■ **Required work**:
Produce a verbatim copy of the entries listed below.
* * *
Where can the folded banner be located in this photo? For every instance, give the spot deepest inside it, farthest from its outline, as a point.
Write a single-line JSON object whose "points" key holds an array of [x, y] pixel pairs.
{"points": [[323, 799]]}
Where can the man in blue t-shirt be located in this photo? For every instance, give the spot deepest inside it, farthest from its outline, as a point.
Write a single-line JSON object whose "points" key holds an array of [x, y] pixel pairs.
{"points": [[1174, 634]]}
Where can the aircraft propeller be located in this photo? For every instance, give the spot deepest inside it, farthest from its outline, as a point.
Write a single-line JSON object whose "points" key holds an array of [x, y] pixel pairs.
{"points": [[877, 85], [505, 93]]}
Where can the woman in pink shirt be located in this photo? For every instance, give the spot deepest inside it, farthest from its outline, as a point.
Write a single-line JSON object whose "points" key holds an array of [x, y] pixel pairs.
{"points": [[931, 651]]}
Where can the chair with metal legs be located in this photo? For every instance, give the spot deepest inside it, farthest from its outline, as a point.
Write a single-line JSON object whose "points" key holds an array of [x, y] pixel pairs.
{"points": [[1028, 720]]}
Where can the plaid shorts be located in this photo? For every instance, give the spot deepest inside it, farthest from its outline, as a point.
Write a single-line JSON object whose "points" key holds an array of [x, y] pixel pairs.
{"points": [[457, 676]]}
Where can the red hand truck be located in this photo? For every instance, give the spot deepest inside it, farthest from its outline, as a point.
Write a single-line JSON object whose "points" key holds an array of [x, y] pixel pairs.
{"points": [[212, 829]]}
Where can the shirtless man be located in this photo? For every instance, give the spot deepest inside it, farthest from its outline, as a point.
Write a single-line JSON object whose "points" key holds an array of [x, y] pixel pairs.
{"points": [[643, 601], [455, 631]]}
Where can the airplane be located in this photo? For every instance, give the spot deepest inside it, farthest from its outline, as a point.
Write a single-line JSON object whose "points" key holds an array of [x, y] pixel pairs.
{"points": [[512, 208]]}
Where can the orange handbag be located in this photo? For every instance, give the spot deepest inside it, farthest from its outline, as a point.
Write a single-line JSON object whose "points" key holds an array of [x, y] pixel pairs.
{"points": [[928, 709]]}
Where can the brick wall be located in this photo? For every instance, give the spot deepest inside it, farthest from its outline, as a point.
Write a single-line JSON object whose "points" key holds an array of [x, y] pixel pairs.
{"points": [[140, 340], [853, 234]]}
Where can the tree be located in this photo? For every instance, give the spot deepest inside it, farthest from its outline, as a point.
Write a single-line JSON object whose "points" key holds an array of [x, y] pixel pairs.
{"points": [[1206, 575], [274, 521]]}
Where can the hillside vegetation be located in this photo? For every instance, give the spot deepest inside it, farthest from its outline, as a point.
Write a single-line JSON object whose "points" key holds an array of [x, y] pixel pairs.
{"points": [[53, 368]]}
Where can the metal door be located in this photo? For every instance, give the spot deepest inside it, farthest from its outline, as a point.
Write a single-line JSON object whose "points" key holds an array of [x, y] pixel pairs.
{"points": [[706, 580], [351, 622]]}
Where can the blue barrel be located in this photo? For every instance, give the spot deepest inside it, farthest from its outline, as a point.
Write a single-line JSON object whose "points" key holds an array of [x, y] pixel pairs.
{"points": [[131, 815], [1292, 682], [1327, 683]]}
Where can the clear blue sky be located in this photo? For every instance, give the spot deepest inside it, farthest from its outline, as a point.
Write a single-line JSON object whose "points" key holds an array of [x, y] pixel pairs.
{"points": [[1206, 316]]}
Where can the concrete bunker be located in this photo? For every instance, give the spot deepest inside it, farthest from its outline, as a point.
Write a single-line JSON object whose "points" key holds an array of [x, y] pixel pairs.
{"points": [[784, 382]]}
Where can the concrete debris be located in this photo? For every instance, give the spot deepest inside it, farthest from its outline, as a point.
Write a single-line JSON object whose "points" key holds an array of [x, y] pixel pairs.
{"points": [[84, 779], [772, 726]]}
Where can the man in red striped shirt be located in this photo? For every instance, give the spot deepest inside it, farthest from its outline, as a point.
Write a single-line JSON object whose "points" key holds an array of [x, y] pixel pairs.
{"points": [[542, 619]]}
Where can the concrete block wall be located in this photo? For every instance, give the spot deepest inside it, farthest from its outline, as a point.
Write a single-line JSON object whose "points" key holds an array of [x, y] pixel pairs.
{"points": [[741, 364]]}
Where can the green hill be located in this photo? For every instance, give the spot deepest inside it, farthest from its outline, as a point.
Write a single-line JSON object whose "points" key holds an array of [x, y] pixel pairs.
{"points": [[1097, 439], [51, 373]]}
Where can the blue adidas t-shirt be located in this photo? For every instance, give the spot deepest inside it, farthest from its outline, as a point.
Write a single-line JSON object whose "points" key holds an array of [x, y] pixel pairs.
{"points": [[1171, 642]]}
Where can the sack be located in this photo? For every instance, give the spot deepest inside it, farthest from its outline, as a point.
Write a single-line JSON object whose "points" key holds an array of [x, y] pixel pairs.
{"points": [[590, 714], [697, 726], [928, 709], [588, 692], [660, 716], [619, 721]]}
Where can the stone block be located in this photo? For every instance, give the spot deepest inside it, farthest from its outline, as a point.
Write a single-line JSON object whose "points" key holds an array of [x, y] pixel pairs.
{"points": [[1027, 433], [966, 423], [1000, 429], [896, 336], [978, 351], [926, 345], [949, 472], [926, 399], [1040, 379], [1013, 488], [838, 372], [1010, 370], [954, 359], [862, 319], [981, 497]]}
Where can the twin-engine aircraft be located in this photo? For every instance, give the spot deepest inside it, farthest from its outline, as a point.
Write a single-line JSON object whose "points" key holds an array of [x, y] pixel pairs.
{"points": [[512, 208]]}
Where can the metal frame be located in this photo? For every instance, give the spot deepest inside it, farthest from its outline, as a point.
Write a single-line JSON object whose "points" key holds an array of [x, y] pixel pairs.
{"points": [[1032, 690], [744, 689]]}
* * *
■ **In response**:
Where can the folded banner be located in this photo? For every instance, give the spot deepest inside it, farthest from its outline, as a point.
Write a single-line JSON object whose "points" key holds an array of [x, y] pixel pairs.
{"points": [[323, 799]]}
Where can the man in blue t-shirt be located in this photo? For every instance, give the spot deepest inside it, farthest from its outline, as a point.
Write a single-line JSON object whose "points" key holds an array of [x, y] pixel pairs.
{"points": [[1174, 634]]}
Where can the aircraft propeller be located in this photo? For every instance, give the spot deepest inside it, farthest from its outline, as a point.
Write a single-line JSON object whose "points" key holds an array of [x, y] pixel pairs.
{"points": [[877, 85], [505, 93]]}
Where can the woman in pink shirt be located in this photo? For every instance, give the spot deepest inside it, farthest from its outline, as a point.
Write a single-line JSON object whose "points" key holds an array of [x, y] pixel pairs.
{"points": [[931, 651]]}
Where can the chair with metal legs be located in this photo? For every instance, give the spot deepest inside it, farthest from its outline, as a point.
Write a single-line JSON object whose "points" key holds an array of [x, y] pixel pairs.
{"points": [[1028, 720]]}
Where can the plaid shorts be located in this photo? For every instance, give the spot deepest inside it, farthest from its outline, as a point.
Write a single-line JSON object whose "points" key holds an array of [x, y] pixel pairs.
{"points": [[457, 676]]}
Where can the red hand truck be located in this photo? For every instance, give the spot deepest inside it, farthest from its outline, as a point.
Write a single-line JSON object whose "points" key holds an array of [x, y] pixel pairs.
{"points": [[212, 829]]}
Where can the shirtless man be located in this photo? For every instance, give the spot deepest inside it, farthest from its outline, as a point.
Write a single-line JSON object whose "points" key holds an array of [x, y] pixel pairs.
{"points": [[643, 601], [455, 631]]}
Where can the airplane be located in this photo? For every instance, give the spot deepest inside it, farthest from its outline, as a point.
Write a single-line JSON object whose "points" key holds an array of [x, y] pixel pairs.
{"points": [[512, 208]]}
Where can the orange handbag be located in this photo? For every instance, give the spot deepest inside it, farthest from its outline, as a point.
Write a single-line JSON object whose "points" key holds an array of [x, y] pixel pairs.
{"points": [[928, 709]]}
Where can the brick wall be located in this photo? For every instance, give the spot deepest inside it, farthest from its outline, as a point.
Write a single-line JSON object whose "points" key holds an array of [x, y] pixel pairs.
{"points": [[140, 340], [853, 234]]}
Where can the tree be located in this photo? For every instance, give the spot deepest inside it, farthest from its outline, as a point.
Write a single-line JSON object whose "points" key holds an array of [x, y] pixel pairs.
{"points": [[1206, 575], [274, 521]]}
Where can the hillside vegetation be located in this photo? For every instance, give the spot deepest inside it, farthest from its outline, as a point.
Write a single-line JSON object whose "points" key holds an array of [x, y] pixel pairs.
{"points": [[53, 368]]}
Where can the metal door be located in this photo? For every instance, give the spot deepest inside it, farthest from its outline, as a point.
Write a single-line JSON object whose "points" key holds an array of [x, y] pixel pairs.
{"points": [[706, 580], [351, 622]]}
Where can the blue barrel be located in this photo? For every instance, give the spot deepest inside it, farthest from its outline, as a point.
Write a single-line JSON object whose "points" key holds an array of [x, y] pixel pairs.
{"points": [[131, 815], [1292, 682], [1327, 683]]}
Where can the clear blue sky be located in this photo? For every instance, give the spot deepest inside it, farthest from its outline, as a point.
Write a single-line JSON object whose "points" key holds an array of [x, y] pixel pairs.
{"points": [[1206, 316]]}
Where can the concrete bunker be located in this photo? For every instance, give the spot deepest inside it, farthest from its outline, as a point.
Write a single-line JSON object whose "points" key holds an array of [x, y] pixel pairs.
{"points": [[784, 382]]}
Where can the concrete debris be located in this photo? For every instance, give the spot deepest inside it, farthest from its outline, as a point.
Write a single-line JSON object whose "points" key holds an array of [x, y] pixel pairs.
{"points": [[84, 779], [772, 726]]}
Where can the man in red striped shirt be located in this photo? For every instance, give the spot deepest inside it, farthest from its outline, as a point.
Write a single-line JSON object whose "points" key holds an array of [x, y] pixel pairs.
{"points": [[542, 619]]}
Where can the concrete block wall be located in this photo? For every instance, give the spot deepest inside it, farthest from its outline, as a point.
Write a single-line JSON object whose "points" key holds an array of [x, y] pixel pairs.
{"points": [[741, 364]]}
Where can the green hill be located in this photo? For every instance, give the spot deepest inside it, farthest from its outline, as a point.
Write a single-line JSON object whose "points" key holds an array of [x, y] pixel pairs.
{"points": [[1097, 439], [51, 373]]}
Where can the blue adidas t-shirt be located in this photo? For every instance, give the spot deepest inside it, farthest from its outline, as a point.
Write a single-line JSON object whose "points" key holds an array of [x, y] pixel pairs.
{"points": [[1171, 642]]}
Where can the sack be located in this photo? For every instance, give the spot deepest inside it, farthest from its outline, as a point.
Write a single-line JSON object whose "points" key holds an array of [x, y] pixel pairs.
{"points": [[590, 714], [697, 726], [928, 709], [588, 692], [660, 716], [619, 721]]}
Where can the stone block be located in this photo? For every instance, give the spot deepest inside it, farthest from its outline, as a point.
Write a single-line JSON object whose "points" key holds an array of [x, y] pixel pairs.
{"points": [[1027, 433], [966, 423], [1000, 429], [896, 336], [978, 351], [926, 345], [949, 472], [926, 399], [1040, 379], [1013, 488], [838, 372], [1010, 370], [954, 359], [862, 319], [981, 497]]}
Where can the twin-engine aircraft be located in this photo? For every instance, give the spot deepest inside it, farthest from its outline, as a point.
Write a single-line JSON object whose "points" key holds an array of [x, y] pixel pairs.
{"points": [[512, 208]]}
Where can the metal frame be located in this photo? For every instance, give the spot deepest inside it, farthest from its outline, as a point.
Write a single-line JSON object whose "points" key holds an array of [x, y] pixel pairs.
{"points": [[1032, 690], [744, 689]]}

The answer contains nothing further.